YOUR INSTRUCTIONS: Count the lines in the records beneath this task that contain the string "metal", then give the count by itself.

DATASET RECORDS:
▶

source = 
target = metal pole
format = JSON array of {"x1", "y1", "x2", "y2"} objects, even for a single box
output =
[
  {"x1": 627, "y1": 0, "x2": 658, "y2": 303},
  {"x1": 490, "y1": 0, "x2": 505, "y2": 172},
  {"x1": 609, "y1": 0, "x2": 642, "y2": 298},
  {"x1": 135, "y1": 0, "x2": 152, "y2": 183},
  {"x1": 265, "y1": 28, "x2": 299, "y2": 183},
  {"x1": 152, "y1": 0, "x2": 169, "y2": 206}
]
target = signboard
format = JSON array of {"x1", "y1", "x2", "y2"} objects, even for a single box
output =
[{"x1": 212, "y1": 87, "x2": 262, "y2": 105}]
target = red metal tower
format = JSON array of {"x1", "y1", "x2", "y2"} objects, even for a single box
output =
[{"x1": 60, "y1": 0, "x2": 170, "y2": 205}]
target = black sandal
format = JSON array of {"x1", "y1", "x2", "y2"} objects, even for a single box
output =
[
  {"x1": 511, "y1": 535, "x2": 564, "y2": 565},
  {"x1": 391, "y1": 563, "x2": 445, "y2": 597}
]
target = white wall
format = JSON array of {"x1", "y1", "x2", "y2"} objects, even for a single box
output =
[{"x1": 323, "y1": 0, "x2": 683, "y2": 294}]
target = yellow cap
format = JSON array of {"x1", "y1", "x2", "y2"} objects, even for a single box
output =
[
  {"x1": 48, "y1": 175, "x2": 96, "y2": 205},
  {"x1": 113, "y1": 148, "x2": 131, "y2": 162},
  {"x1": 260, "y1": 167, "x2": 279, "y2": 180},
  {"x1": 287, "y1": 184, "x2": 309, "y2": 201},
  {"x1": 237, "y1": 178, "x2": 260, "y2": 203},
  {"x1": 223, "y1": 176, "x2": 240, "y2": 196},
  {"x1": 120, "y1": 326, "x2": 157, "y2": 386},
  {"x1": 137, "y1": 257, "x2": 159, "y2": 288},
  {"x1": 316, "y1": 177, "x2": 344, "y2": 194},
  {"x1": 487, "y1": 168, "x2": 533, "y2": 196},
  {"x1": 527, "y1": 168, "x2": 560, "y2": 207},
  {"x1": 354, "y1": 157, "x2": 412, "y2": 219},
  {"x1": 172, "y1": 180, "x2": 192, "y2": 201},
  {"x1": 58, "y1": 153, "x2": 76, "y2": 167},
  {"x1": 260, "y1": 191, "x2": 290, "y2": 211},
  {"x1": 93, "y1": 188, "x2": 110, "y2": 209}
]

◀

REPLY: 2